→ **GIVEN TASK**
Copy everything from the start of the records down to the line containing "[361,0,626,124]", both included, with the requests and without the pictures. Multiply every bounding box coordinate in the answers by 0.75 and round to whole numbers, rounding halves up.
──────── PROVIDED ENTRIES
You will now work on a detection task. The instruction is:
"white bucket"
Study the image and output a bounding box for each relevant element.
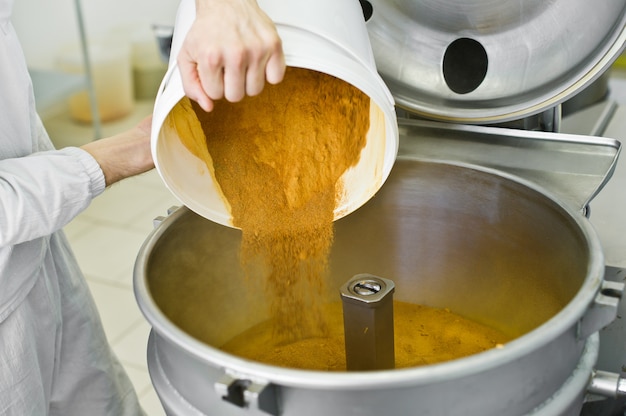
[152,0,398,227]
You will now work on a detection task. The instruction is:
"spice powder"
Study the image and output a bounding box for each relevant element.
[169,67,370,343]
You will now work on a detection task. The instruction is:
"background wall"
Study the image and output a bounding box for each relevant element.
[12,0,178,69]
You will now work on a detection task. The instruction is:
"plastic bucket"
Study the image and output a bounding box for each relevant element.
[152,0,398,227]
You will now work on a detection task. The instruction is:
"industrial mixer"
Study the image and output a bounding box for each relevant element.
[135,0,626,416]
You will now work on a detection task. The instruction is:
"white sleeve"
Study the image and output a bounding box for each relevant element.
[0,147,105,247]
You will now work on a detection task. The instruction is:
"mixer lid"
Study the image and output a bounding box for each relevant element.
[361,0,626,124]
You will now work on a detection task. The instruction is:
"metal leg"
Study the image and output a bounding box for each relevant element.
[74,0,102,140]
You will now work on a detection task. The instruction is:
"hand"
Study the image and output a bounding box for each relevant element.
[81,116,154,186]
[177,0,285,111]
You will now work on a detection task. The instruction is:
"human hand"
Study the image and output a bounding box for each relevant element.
[81,116,154,186]
[177,0,285,111]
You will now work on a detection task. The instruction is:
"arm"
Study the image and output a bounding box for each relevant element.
[177,0,285,111]
[0,118,154,247]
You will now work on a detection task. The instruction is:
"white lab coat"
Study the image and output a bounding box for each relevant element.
[0,0,142,416]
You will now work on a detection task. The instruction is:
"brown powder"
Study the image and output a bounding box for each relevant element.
[221,301,513,371]
[170,68,370,342]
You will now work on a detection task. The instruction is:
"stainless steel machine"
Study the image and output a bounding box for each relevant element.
[135,0,626,416]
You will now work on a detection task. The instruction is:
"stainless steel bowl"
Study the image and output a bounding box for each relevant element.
[134,122,616,416]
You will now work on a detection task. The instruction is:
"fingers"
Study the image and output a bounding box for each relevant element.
[178,57,214,112]
[178,0,285,111]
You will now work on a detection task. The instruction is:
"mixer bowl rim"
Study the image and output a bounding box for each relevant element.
[133,155,605,390]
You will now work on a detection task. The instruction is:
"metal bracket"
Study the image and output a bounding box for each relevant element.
[215,374,279,416]
[577,280,624,339]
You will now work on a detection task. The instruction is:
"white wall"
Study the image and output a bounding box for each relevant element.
[12,0,178,68]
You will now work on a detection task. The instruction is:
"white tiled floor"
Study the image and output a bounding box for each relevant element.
[43,102,180,416]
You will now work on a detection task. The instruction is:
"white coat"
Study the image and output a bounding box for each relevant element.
[0,0,143,416]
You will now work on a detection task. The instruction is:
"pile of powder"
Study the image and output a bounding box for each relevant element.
[169,67,370,342]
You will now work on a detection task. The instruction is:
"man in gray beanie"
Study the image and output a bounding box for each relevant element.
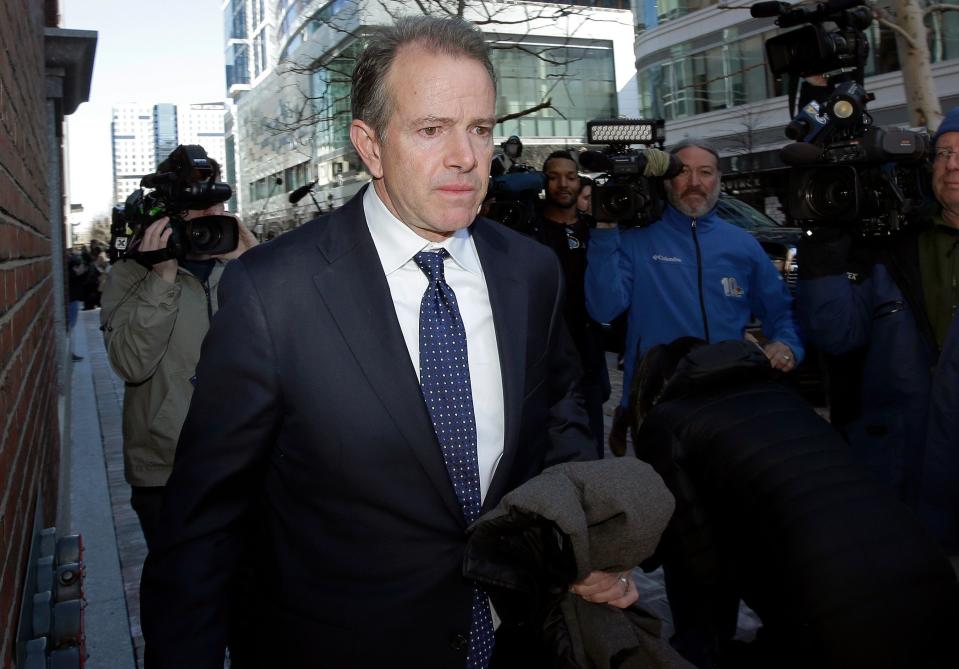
[798,108,959,555]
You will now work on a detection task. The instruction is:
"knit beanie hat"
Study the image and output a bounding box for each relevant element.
[932,107,959,146]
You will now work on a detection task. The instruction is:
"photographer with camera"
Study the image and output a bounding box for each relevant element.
[586,139,803,436]
[798,109,959,554]
[529,150,610,458]
[100,146,256,549]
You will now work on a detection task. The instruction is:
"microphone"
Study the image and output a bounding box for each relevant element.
[289,181,316,204]
[749,2,793,19]
[779,142,822,167]
[579,149,613,172]
[646,153,684,179]
[820,0,866,15]
[579,148,683,179]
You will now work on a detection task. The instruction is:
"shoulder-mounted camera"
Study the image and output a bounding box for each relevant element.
[579,119,683,227]
[110,144,240,266]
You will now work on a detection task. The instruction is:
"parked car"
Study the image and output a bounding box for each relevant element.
[716,194,826,407]
[716,194,802,295]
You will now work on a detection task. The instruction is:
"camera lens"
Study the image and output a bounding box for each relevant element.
[190,223,219,252]
[803,170,856,220]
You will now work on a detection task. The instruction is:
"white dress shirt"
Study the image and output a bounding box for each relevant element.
[363,183,505,499]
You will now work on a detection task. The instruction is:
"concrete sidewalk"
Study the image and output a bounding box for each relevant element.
[70,309,146,669]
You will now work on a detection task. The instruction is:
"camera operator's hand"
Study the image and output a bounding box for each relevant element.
[139,216,177,283]
[763,341,796,372]
[213,219,258,260]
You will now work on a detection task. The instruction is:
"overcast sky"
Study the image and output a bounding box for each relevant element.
[60,0,226,218]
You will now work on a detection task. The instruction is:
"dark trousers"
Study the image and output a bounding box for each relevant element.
[130,486,165,551]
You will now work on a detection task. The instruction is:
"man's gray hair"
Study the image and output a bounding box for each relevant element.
[669,137,721,171]
[351,16,496,141]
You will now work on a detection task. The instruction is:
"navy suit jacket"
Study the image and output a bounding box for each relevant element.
[142,192,595,668]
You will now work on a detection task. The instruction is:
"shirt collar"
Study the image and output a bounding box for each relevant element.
[363,182,482,276]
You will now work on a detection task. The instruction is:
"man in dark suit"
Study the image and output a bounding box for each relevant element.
[142,17,636,668]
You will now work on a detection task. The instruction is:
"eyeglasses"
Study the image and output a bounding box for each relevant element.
[933,149,959,163]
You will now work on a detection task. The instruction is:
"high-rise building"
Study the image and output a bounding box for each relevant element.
[222,0,638,235]
[112,102,226,203]
[111,103,159,202]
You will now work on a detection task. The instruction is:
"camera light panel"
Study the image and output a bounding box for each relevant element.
[586,119,666,145]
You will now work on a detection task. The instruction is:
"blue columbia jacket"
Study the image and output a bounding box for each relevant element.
[586,205,803,406]
[798,234,959,552]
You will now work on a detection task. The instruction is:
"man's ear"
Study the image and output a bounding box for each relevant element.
────────────────
→ **THE COMPLETED TASK**
You will now work on a detection task. The instruction is:
"white bucket"
Study the image and output a bounding box for each relevant element.
[114,0,299,170]
You will now work on a detection task. The instruction is:
"spice powder"
Study the image and output a bounding box for each relevant element.
[127,50,278,257]
You will now work on a detection task. The instruction is:
"background wall"
Study the image and output a bounding box for each relevant element.
[9,0,134,52]
You will now work on a detection task. The instruction is:
"plastic bucket"
Study the image and output a bounding box for each relevant element.
[114,0,299,170]
You will now work on a detection task. The instruction is:
"industrial mixer"
Study the image and output a bounding box for each relevant element.
[101,0,470,312]
You will now work on a detection task. The instruction is:
"white sleeve"
Study the image and output a bounding box for each relevant element.
[0,110,79,185]
You will now work on a detection task. The instruction is:
"mixer lid"
Study the image and output a bounding box for each relevant element.
[271,0,470,93]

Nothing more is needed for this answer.